* [WHAT TO WORK ON]:
Rewrite everything from the start of the records down to the line containing "Textual query: silver ring on finger", swapping "localization module" for "grounding module" and leaving the rest untouched.

* [DATA FOR PROCESSING]:
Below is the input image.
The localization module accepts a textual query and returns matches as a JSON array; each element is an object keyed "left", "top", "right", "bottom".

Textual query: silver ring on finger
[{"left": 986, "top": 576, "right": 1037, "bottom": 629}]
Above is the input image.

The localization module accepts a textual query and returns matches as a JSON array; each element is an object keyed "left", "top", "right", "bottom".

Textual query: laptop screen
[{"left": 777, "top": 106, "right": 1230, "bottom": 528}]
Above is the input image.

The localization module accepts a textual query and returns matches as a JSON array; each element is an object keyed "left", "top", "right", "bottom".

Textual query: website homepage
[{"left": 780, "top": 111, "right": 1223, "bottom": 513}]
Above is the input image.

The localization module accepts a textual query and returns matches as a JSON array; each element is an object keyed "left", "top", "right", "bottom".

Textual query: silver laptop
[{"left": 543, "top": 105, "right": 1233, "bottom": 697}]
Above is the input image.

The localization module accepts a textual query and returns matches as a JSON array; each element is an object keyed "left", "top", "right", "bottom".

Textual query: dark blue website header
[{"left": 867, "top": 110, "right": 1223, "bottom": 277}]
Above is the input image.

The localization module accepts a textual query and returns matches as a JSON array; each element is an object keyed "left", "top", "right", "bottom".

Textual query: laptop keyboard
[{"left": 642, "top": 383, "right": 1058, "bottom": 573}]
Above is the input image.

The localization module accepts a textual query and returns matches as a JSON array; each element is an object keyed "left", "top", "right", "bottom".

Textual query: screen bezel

* [ANSWER FOR THIS EXERCISE]:
Below is the input image.
The grounding module accepts a textual query and returns matches as a JSON array; each element is an object keyed "left", "top", "right", "bottom".

Textual query: silver ring on finger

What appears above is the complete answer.